:: Provided records

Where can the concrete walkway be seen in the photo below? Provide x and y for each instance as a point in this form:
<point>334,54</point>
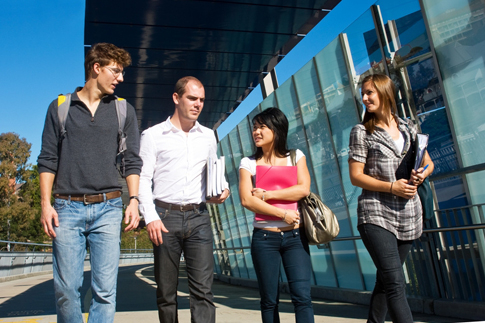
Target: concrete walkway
<point>31,300</point>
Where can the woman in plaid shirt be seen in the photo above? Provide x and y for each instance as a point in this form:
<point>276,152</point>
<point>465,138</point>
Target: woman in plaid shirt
<point>389,210</point>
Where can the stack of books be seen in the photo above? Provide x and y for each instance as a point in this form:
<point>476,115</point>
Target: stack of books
<point>216,182</point>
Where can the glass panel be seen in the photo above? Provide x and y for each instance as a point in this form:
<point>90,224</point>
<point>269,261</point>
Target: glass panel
<point>269,102</point>
<point>288,103</point>
<point>363,43</point>
<point>342,116</point>
<point>457,29</point>
<point>321,158</point>
<point>412,39</point>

::::

Written exercise: Please write out all of the items above again, requests included, but multiply each x and y coordinate in the answer points by 0.75 and round to the nearest whole number, with halves rounded up. Leave the coordinates inside the requests unchanged, and omit the pictures.

The answer:
Where can the concrete walkway be seen in the photo below? Provide x and y for each instance as a point in this form:
<point>334,54</point>
Target: concrete walkway
<point>23,225</point>
Where can the woman in plaid shirt be seen in the photo above? Provide x and y for each instance as a point in this form:
<point>276,152</point>
<point>465,138</point>
Target: woman in plaid shirt
<point>292,158</point>
Where can the stack of books be seen in the photo above? Provide x and y for each instance as a point in this form:
<point>476,115</point>
Target: stack of books
<point>162,137</point>
Where can the glass panel be seen in the photo above? Provide x and y for each instance as a point in this form:
<point>90,224</point>
<point>269,261</point>
Target: glass panel
<point>202,77</point>
<point>216,77</point>
<point>272,32</point>
<point>257,87</point>
<point>343,22</point>
<point>241,119</point>
<point>309,29</point>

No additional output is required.